Dataset excerpts:
+ + + + + + +
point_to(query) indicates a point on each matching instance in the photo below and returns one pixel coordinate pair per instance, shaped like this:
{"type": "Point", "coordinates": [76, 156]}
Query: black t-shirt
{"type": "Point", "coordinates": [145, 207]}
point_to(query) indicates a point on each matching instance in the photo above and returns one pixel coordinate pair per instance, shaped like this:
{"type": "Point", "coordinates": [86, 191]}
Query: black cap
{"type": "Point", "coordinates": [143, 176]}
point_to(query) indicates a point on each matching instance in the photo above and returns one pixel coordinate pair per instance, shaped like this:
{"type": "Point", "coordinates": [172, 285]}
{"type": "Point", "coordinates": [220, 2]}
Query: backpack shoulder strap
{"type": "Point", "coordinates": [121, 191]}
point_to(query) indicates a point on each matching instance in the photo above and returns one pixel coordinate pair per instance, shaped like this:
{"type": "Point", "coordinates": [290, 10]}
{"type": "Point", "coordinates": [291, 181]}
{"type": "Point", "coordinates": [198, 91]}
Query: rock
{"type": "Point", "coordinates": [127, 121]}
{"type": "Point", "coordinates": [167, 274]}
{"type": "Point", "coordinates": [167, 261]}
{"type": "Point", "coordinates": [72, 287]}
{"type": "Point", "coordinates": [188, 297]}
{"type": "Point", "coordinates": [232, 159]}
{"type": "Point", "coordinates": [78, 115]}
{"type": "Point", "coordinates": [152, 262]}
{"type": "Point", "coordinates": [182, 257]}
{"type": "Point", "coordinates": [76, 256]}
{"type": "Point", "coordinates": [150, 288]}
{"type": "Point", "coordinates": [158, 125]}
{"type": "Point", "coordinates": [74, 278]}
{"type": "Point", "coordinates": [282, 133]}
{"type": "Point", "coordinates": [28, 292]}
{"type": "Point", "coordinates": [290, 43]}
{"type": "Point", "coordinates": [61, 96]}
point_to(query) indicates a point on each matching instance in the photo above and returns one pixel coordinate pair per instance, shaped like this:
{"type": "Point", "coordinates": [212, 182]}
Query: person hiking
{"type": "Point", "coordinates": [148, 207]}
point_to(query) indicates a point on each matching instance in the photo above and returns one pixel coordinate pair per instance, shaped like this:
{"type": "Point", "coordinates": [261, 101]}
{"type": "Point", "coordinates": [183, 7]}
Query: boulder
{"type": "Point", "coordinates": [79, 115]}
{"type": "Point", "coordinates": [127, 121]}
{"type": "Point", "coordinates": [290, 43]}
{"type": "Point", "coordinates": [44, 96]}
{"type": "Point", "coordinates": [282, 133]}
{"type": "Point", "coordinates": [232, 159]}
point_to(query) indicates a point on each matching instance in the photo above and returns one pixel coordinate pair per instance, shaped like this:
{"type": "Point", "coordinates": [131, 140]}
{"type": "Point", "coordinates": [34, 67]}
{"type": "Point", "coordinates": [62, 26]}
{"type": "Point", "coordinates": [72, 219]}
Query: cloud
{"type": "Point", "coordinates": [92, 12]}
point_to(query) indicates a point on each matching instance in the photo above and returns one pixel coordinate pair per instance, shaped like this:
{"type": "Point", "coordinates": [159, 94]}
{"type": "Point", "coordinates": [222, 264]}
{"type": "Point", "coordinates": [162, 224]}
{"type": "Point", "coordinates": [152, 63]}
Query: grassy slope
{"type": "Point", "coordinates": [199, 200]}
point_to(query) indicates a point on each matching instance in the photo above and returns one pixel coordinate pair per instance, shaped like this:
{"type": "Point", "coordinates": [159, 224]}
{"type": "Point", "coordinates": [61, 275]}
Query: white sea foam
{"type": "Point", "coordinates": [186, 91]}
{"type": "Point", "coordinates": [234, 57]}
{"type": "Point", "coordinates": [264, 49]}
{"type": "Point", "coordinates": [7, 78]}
+ + + + + + +
Assignment: Take the records above and copy them out exactly.

Worked solution:
point_to(query) indicates a point on each matching instance in the photo below and returns one pixel coordinate pair per instance, shaped like this:
{"type": "Point", "coordinates": [76, 156]}
Query: black t-shirt
{"type": "Point", "coordinates": [145, 207]}
point_to(query) indicates a point on each matching instance in the photo above and returns one pixel coordinate pair per instance, shaped like this:
{"type": "Point", "coordinates": [86, 191]}
Query: black cap
{"type": "Point", "coordinates": [143, 176]}
point_to(query) indicates a point on each matching instance in the photo above and returns one pixel coordinate pair per instance, shaped like this:
{"type": "Point", "coordinates": [172, 285]}
{"type": "Point", "coordinates": [220, 2]}
Query: backpack shoulder strap
{"type": "Point", "coordinates": [121, 191]}
point_to(query) indicates a point on each matching instance in the photo above and returns one pixel coordinate pair per instance, shaped like this:
{"type": "Point", "coordinates": [290, 10]}
{"type": "Point", "coordinates": [291, 181]}
{"type": "Point", "coordinates": [198, 91]}
Query: rock
{"type": "Point", "coordinates": [127, 121]}
{"type": "Point", "coordinates": [167, 274]}
{"type": "Point", "coordinates": [167, 261]}
{"type": "Point", "coordinates": [72, 287]}
{"type": "Point", "coordinates": [188, 297]}
{"type": "Point", "coordinates": [232, 159]}
{"type": "Point", "coordinates": [78, 115]}
{"type": "Point", "coordinates": [152, 262]}
{"type": "Point", "coordinates": [182, 257]}
{"type": "Point", "coordinates": [76, 256]}
{"type": "Point", "coordinates": [150, 288]}
{"type": "Point", "coordinates": [158, 125]}
{"type": "Point", "coordinates": [74, 278]}
{"type": "Point", "coordinates": [282, 133]}
{"type": "Point", "coordinates": [28, 292]}
{"type": "Point", "coordinates": [290, 43]}
{"type": "Point", "coordinates": [61, 96]}
point_to(query) indicates a point on each matching instance in the photo above and returns one pixel coordinate pair per instance, shaped like this:
{"type": "Point", "coordinates": [212, 182]}
Query: person hiking
{"type": "Point", "coordinates": [148, 207]}
point_to(query) indicates a point on each matching instance in the photo above and returns one pixel coordinate pair per instance, shaped like this:
{"type": "Point", "coordinates": [261, 101]}
{"type": "Point", "coordinates": [183, 7]}
Query: boulder
{"type": "Point", "coordinates": [79, 115]}
{"type": "Point", "coordinates": [127, 121]}
{"type": "Point", "coordinates": [290, 43]}
{"type": "Point", "coordinates": [44, 96]}
{"type": "Point", "coordinates": [282, 133]}
{"type": "Point", "coordinates": [232, 159]}
point_to(query) indicates a point on each matching instance in the photo above and returns one pixel coordinate pair per instance, shaped like this:
{"type": "Point", "coordinates": [131, 140]}
{"type": "Point", "coordinates": [34, 67]}
{"type": "Point", "coordinates": [62, 26]}
{"type": "Point", "coordinates": [72, 219]}
Query: cloud
{"type": "Point", "coordinates": [92, 12]}
point_to(query) indicates a point on each matching instance in the photo above and returns one pixel coordinate pair per instance, shaped like this:
{"type": "Point", "coordinates": [159, 94]}
{"type": "Point", "coordinates": [222, 264]}
{"type": "Point", "coordinates": [162, 224]}
{"type": "Point", "coordinates": [152, 63]}
Query: grassy slope
{"type": "Point", "coordinates": [199, 200]}
point_to(query) indicates a point on each matching instance in the photo above and returns one pixel coordinate pair per instance, shaped like this:
{"type": "Point", "coordinates": [159, 224]}
{"type": "Point", "coordinates": [61, 275]}
Query: white sea foam
{"type": "Point", "coordinates": [186, 91]}
{"type": "Point", "coordinates": [234, 57]}
{"type": "Point", "coordinates": [264, 49]}
{"type": "Point", "coordinates": [7, 78]}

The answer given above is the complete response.